--- begin ---

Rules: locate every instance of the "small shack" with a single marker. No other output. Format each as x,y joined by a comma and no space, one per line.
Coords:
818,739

--- end ---
--- begin ---

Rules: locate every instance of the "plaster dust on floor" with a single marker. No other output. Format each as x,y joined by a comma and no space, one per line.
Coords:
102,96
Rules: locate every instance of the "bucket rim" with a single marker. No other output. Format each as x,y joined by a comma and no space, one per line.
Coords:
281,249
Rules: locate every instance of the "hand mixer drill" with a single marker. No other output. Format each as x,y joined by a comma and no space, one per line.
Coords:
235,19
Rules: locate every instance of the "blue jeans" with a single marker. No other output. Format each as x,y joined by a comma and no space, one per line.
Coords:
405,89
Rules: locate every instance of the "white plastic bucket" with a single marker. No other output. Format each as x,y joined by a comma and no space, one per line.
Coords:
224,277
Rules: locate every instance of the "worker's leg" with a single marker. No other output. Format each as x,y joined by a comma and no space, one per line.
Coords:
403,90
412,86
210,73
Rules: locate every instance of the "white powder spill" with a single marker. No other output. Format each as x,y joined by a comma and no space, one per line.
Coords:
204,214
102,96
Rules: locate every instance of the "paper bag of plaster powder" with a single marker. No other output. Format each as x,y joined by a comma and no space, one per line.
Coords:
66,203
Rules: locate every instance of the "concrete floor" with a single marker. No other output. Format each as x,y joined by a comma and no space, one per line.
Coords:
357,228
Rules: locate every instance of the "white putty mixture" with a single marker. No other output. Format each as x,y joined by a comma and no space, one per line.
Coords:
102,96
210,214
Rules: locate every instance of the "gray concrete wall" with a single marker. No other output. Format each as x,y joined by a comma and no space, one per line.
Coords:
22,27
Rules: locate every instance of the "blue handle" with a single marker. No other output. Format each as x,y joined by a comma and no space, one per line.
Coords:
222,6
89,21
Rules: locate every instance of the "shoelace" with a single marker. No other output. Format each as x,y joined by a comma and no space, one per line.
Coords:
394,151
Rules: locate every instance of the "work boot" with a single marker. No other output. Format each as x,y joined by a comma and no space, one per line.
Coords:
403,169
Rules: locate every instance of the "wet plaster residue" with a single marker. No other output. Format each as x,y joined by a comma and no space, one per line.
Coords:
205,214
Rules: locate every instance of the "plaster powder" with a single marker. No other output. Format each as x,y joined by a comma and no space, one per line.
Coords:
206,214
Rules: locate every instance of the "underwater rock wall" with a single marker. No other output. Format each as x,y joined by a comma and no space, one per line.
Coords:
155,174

--- end ---

TASK BRIEF -
From the items above, pull out every line that contains the word "wall" and copy each one unchanged.

RESPONSE -
Rules: locate every instance of the "gray concrete wall" with a single marker. No other output. Format each as x,y joined by a comma and no space, one per line.
Rules: locate every instance of the "underwater rock wall" with a single marker. No other output. Format each as x,y joined by a comma and no space, one per line.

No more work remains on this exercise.